▶ [Excerpted passage]

Segment Open

In order to have wealth, society must produce goods and services. That is how wealth is created - via the production of goods and services. In order to be able to invest money or have capital, society must not only have adequate production, but also savings.
This country does not have any savings, from the government down to the average individual. But why is this so, you may ask? This is so because society has been artificially encouraged and induced not to save, and instead borrow and spend.
Due to the policies of the Federal Reserve (which sets interest rates), society has been encouraged to borrow and spend at unsustainable levels. What this means is that the interest rate is artificially lowered, which spurs more borrowing and spending. If the interest rate is very low, this means that more people will borrow money and spend, because why not? You have artificially lowered interest rates and thereby created an artificial boom (the dot.com boom, the housing boom), and which eventually must bust (hence the severity of boom and bust cycles since the inception of the Federal Reserve in 1913). [Hence, there are people who seek to abolish the Fed, or at least have the markets determine the rate of interest, and not be centrally commanded like socialistic economies are].

Segment Closed

[Saved entries]
Segment Open

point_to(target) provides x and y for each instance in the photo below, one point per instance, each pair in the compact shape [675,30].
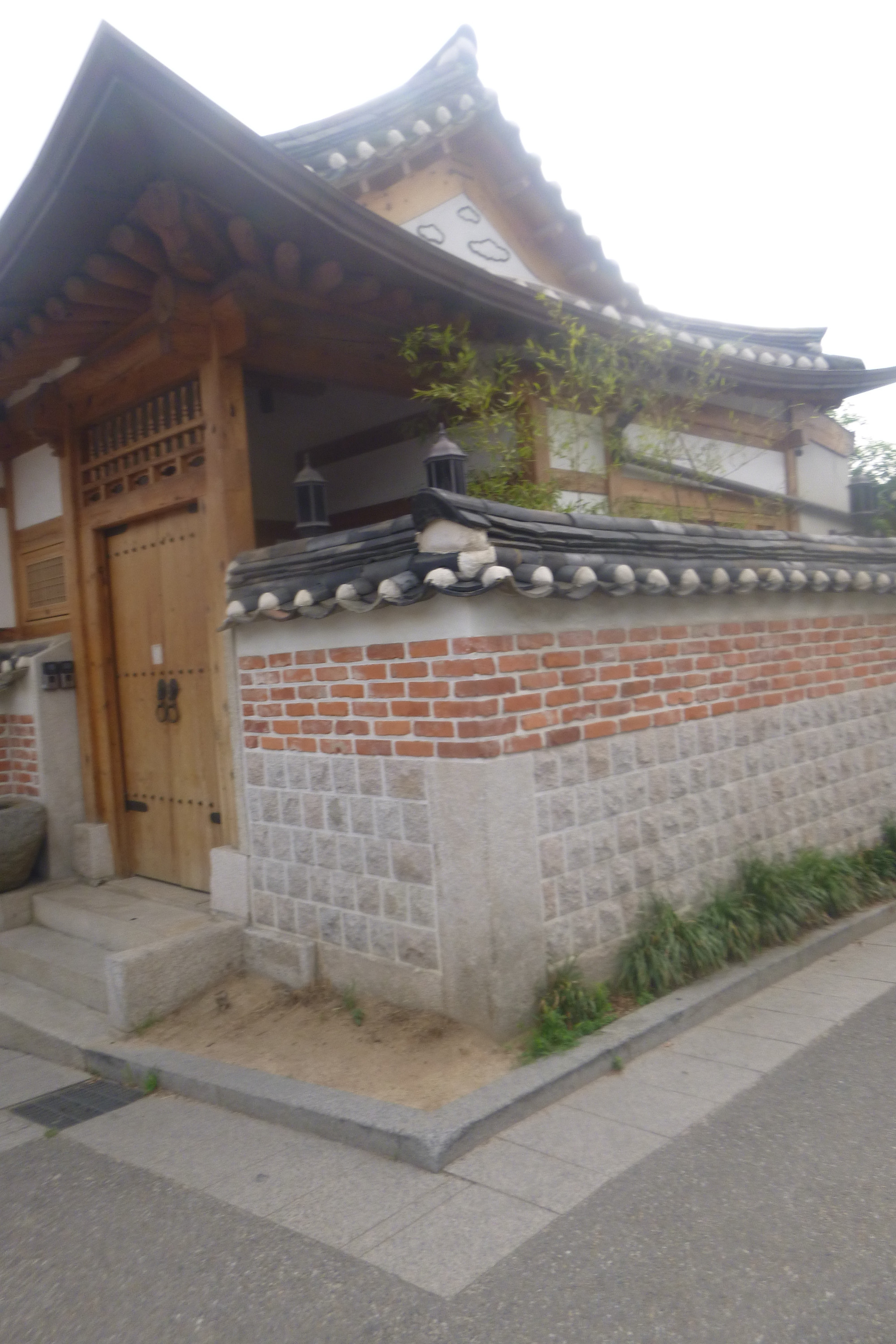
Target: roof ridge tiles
[633,556]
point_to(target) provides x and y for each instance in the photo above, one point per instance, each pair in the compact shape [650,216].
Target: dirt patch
[319,1035]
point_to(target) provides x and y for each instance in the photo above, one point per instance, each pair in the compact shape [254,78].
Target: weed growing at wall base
[567,1011]
[769,902]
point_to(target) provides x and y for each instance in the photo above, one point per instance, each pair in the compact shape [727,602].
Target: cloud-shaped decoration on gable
[489,250]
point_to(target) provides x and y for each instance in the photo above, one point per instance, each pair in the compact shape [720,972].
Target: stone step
[68,967]
[112,920]
[285,957]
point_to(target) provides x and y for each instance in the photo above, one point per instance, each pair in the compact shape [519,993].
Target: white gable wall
[37,490]
[824,478]
[460,228]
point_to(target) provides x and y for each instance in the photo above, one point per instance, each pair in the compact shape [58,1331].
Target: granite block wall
[343,853]
[449,811]
[668,812]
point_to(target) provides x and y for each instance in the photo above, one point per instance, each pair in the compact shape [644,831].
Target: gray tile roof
[485,545]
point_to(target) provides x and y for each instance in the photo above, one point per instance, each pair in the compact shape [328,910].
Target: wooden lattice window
[162,437]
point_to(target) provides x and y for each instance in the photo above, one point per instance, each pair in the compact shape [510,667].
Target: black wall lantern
[311,502]
[447,465]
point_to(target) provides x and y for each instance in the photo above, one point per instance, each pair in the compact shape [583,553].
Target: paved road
[767,1221]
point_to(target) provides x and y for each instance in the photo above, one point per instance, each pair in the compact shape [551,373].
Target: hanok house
[511,728]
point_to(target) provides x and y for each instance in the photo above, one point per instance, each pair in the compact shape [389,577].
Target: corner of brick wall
[485,695]
[19,756]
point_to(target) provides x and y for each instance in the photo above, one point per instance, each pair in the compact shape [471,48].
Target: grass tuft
[569,1010]
[767,904]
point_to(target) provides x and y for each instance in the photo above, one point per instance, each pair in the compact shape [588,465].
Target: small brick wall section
[485,695]
[19,756]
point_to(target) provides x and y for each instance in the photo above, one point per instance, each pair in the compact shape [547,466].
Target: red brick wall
[517,693]
[19,756]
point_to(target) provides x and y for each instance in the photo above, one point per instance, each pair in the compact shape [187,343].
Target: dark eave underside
[128,120]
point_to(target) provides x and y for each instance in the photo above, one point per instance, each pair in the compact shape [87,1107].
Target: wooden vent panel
[42,573]
[151,443]
[46,582]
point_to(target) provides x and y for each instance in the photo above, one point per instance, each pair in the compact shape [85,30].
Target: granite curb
[432,1140]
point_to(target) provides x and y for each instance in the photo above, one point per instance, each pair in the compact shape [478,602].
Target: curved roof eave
[128,119]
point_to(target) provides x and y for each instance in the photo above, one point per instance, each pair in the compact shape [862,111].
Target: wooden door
[159,617]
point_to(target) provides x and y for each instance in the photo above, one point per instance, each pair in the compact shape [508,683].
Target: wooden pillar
[229,530]
[540,464]
[69,474]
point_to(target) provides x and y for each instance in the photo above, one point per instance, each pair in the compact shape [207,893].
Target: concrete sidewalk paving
[441,1233]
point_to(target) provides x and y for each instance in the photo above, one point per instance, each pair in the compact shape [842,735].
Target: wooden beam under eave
[178,355]
[331,362]
[371,440]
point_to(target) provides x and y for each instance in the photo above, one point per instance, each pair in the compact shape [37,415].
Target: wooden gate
[160,623]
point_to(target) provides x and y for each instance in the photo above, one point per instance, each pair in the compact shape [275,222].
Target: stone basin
[23,826]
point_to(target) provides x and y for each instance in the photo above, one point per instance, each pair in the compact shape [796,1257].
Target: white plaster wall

Segment Closed

▶ [What to do] Write out the stretch of the savings and interest rates passage from "Due to the policies" through "socialistic economies are].", swapping "Federal Reserve" for "central bank".

▶ [Solution to this exercise]
Due to the policies of the central bank (which sets interest rates), society has been encouraged to borrow and spend at unsustainable levels. What this means is that the interest rate is artificially lowered, which spurs more borrowing and spending. If the interest rate is very low, this means that more people will borrow money and spend, because why not? You have artificially lowered interest rates and thereby created an artificial boom (the dot.com boom, the housing boom), and which eventually must bust (hence the severity of boom and bust cycles since the inception of the central bank in 1913). [Hence, there are people who seek to abolish the Fed, or at least have the markets determine the rate of interest, and not be centrally commanded like socialistic economies are].